AI for Medicine Course 3 Week 1 lecture notebook¶

Pandas for a Medical Dataset¶

Welcome to this lecture notebook! In this week's graded assignment, you will be using pandas quite often to work with dataframes.

To get you ready for assignment, you'll familiarize yourself with some objects in the pandas library, along with their data types.
Then you'll see how you can leverage pandas to get information from a dataset.

Import Library¶

In [1]:

# import libraries
import pandas as pd

Load your data and check its shape¶

pandas.read_csv takes in a file name, assuming that the file is formatted as comma separated values (csv).

You can choose one of the columns to be the row 'index', which is an ID associated with each row.

In [2]:

# Read the csv data, setting the 0th column as the row index
data = pd.read_csv("dummy_data.csv", index_col=0)

> [Dataset extract]:
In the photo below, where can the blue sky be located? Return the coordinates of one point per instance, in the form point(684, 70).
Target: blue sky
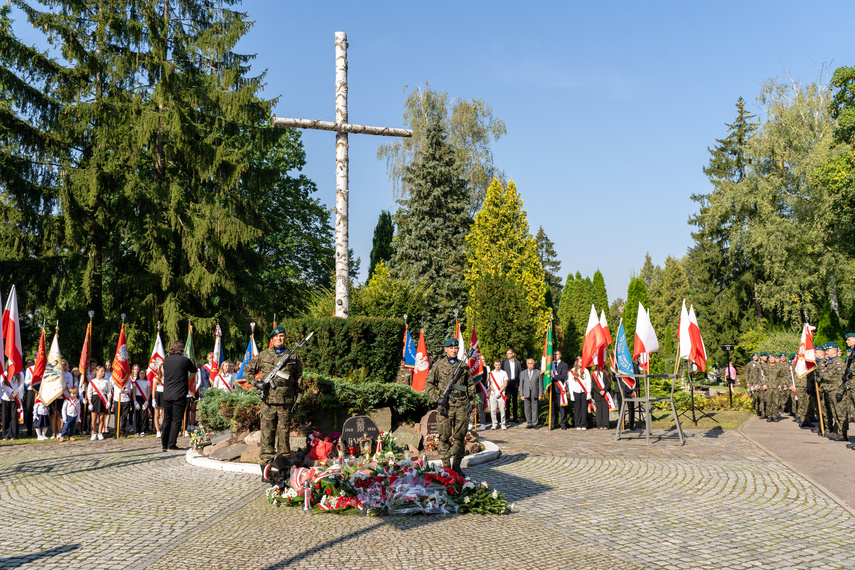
point(610, 106)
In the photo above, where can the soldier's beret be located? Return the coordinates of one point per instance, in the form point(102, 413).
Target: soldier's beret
point(276, 331)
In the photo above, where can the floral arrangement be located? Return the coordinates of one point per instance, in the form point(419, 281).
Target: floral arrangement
point(385, 482)
point(200, 436)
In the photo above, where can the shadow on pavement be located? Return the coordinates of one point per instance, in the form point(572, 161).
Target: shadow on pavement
point(20, 560)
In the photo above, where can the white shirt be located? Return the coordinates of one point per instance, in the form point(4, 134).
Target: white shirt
point(574, 387)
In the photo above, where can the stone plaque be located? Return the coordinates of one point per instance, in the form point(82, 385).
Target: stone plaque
point(428, 424)
point(358, 427)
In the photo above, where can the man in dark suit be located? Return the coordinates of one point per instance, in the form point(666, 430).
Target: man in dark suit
point(531, 390)
point(513, 369)
point(560, 373)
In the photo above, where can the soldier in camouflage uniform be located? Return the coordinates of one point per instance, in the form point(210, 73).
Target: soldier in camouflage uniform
point(829, 381)
point(452, 427)
point(752, 380)
point(276, 402)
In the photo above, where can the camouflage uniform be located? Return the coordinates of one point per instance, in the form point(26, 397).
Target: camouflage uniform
point(451, 429)
point(276, 402)
point(753, 381)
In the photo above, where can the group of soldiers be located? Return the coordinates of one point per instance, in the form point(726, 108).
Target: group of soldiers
point(825, 393)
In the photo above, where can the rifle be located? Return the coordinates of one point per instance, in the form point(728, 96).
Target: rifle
point(270, 380)
point(442, 403)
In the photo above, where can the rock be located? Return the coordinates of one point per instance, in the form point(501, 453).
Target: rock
point(427, 426)
point(251, 455)
point(383, 418)
point(229, 453)
point(405, 436)
point(253, 439)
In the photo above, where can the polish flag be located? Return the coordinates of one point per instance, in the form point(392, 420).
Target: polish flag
point(699, 351)
point(806, 358)
point(12, 333)
point(595, 337)
point(645, 339)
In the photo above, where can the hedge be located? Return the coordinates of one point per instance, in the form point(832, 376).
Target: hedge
point(358, 348)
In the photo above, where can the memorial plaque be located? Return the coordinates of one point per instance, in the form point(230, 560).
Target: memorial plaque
point(357, 427)
point(428, 424)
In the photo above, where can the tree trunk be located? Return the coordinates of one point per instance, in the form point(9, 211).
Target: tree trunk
point(342, 270)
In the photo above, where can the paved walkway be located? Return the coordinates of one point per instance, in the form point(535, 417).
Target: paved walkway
point(582, 501)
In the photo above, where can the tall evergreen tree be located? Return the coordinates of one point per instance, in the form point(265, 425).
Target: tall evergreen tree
point(550, 263)
point(500, 244)
point(381, 245)
point(432, 225)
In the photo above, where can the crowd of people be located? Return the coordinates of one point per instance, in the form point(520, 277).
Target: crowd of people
point(90, 402)
point(822, 400)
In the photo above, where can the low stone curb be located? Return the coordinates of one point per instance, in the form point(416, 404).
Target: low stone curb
point(491, 453)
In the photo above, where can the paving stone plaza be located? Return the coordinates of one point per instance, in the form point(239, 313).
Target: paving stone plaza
point(724, 500)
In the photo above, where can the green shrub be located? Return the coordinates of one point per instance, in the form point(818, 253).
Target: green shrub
point(360, 347)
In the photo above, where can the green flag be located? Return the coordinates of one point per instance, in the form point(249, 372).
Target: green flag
point(546, 359)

> [Directions]:
A. Answer from the pandas lecture notebook:
(i) What file format does pandas.read_csv assume?
(ii) How does the notebook describe the row 'index'?
(iii) Which column does the code set as the row index?
B. Restate the paragraph of the pandas lecture notebook that begins "To get you ready for assignment" as a short list.
C. For each statement, say whether it agrees with the pandas lecture notebook, quoting the words that decide it.
(i) The graded assignment uses pandas only rarely.
(ii) pandas.read_csv takes in a file name.
(iii) The code imports pandas under the alias np.
Use only the pandas lecture notebook as your source.

> [Solutions to the problems]:
A.
(i) Comma separated values (csv).
(ii) An ID associated with each row.
(iii) The 0th column (index_col=0).

B.
To prepare for the assignment:
- Get familiar with some objects in the pandas library and their data types.
- See how to use pandas to get information from a dataset.

C.
(i) No: "you will be using pandas quite often to work with dataframes."
(ii) Yes: "pandas.read_csv takes in a file name."
(iii) No: "import pandas as pd."